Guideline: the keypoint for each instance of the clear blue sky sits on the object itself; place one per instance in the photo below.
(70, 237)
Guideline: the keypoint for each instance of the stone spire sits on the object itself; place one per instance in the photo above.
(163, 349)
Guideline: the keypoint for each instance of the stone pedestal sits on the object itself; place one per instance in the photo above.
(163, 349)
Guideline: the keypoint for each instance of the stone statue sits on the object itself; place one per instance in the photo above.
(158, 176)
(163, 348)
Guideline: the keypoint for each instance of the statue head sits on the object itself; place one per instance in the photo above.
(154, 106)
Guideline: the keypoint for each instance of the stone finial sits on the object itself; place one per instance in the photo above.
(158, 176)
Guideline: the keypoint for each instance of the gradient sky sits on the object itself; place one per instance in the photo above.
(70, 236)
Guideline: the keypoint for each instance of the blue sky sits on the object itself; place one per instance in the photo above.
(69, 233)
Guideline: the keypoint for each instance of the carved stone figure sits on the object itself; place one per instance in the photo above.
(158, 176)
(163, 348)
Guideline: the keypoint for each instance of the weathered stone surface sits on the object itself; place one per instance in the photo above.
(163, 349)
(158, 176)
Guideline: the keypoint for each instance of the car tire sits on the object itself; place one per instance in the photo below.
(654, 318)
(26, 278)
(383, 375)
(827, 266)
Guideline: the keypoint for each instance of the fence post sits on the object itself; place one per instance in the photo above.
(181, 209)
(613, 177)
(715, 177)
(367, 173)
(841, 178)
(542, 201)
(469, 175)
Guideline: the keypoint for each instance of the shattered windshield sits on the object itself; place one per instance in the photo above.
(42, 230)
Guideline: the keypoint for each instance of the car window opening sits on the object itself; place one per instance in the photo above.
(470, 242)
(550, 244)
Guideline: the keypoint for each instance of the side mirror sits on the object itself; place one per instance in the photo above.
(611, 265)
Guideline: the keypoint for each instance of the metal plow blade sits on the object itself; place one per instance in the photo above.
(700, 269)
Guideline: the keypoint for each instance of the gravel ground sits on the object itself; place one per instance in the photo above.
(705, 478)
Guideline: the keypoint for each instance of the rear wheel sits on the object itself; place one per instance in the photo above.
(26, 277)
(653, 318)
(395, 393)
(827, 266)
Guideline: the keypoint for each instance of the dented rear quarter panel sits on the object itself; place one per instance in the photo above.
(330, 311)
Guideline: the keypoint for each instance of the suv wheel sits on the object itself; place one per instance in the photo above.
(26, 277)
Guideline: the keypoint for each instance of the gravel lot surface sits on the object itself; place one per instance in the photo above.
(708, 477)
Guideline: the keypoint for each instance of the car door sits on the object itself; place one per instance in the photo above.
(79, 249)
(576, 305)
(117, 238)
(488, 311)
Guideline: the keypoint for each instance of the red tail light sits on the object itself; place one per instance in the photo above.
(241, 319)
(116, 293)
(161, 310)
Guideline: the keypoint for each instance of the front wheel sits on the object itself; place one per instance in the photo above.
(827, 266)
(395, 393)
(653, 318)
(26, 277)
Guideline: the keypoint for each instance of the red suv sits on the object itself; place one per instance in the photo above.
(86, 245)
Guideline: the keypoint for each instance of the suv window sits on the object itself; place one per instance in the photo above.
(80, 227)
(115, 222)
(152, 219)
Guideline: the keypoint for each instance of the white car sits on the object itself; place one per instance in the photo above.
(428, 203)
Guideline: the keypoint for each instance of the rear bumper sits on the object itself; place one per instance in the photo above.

........

— Written instruction —
Return every one of the entries above verbatim, line by line, with nothing changed or left out.

— Correct answer —
Guideline: the keypoint for each instance of the clear blue sky sits on the object itself; place one per instance in the photo below.
(70, 237)
Guideline: the keypoint for each instance of the stone spire sits on the object itself; place one per instance in the photo above.
(163, 349)
Guideline: the keypoint for each instance of the stone pedestal sits on the object itself; place one per instance in the photo above.
(163, 349)
Guideline: the keypoint for each instance of the stone statue sits on the object itself; place one per instance in the photo above.
(158, 176)
(163, 348)
Guideline: the keypoint for each instance of the statue head sits on the object itself; place one per instance in the photo above.
(154, 106)
Guideline: the keypoint for each instance of the stone finial sits on the object itself; place one per instance in the photo above.
(158, 176)
Guideline: the keypoint for each instance of the gradient sky sits on the object itself; place one per instance in the photo above.
(70, 236)
Guideline: the keypoint for each instance of the blue sky sits on the object itself; place one per instance in the photo above.
(69, 233)
Guideline: the keypoint for each instance of the carved stone figure sits on the object itself; place one per instance in the photo above.
(158, 176)
(163, 348)
Guideline: the keypoint for each instance of the weathered stone surface sits on the object itself; place one per instance in the photo above.
(163, 349)
(158, 176)
Guideline: the keypoint for each instance of the car tire sits on the object itself; place one per instance in the photo below.
(654, 318)
(26, 278)
(383, 375)
(827, 266)
Guideline: the keypoint for each instance of the fence post sits on the object itself; place one per instance in the photo above.
(181, 209)
(613, 177)
(715, 177)
(367, 173)
(841, 178)
(542, 201)
(469, 175)
Guideline: the keypoint for each instance of the shattered windshield sits on the object itself; place one per instance in the photo above.
(42, 230)
Guideline: the keypoint for each instance of the car window opening sits on the object itself; place one per instance in the photo above.
(470, 242)
(550, 244)
Guideline: the keypoint for each instance of the side mirror sits on the object itself; place one per instance in the photo above.
(611, 265)
Guideline: the keypoint for each instance of the metal plow blade sits on the object itself; place one per instance in the photo above.
(700, 269)
Guideline: the keypoint for each instance of the gravel ground sits on the object itself; place one per instance in the photo above.
(705, 478)
Guideline: the keypoint for each instance of the rear wheel sits on the object itself; place one per instance in the photo above.
(26, 277)
(653, 318)
(395, 393)
(827, 266)
Guideline: the keypoint for each instance of the dented rear quarter panel sits on the object itself; place one per instance in the photo above.
(330, 311)
Guideline: the keypoint for each instance of the suv wheel sits on the object itself; place one per instance in the photo above.
(26, 277)
Guideline: the keypoint for each instance of the gravel lot surface sits on the object itself; place one per instance in the photo above.
(708, 477)
Guideline: the keypoint for each instance of the car door sits on the object itself; place one per instance in the photo above.
(79, 249)
(576, 305)
(117, 238)
(488, 311)
Guideline: the keypoint for each instance of the red tail light sits on the object itself; place one per instance in the photo above.
(241, 319)
(116, 293)
(161, 310)
Guideline: the keypoint for each instance of the front wheel sits on the object itself; place one per instance in the photo above.
(827, 266)
(395, 393)
(653, 318)
(26, 277)
Guideline: the keypoint for each instance of the red suv sits on the object itself; place one per instance in the photo above.
(86, 245)
Guideline: the keypoint for each instance of the suv window sits on the object itself; place one per instance in the photo above.
(80, 227)
(115, 222)
(152, 219)
Guideline: the keypoint for each instance of the white car sits on the object itself; place one per instance in the photo above.
(428, 203)
Guideline: the keypoint for each instance of the rear bumper sits on the object itself; place one per instance in the photo above.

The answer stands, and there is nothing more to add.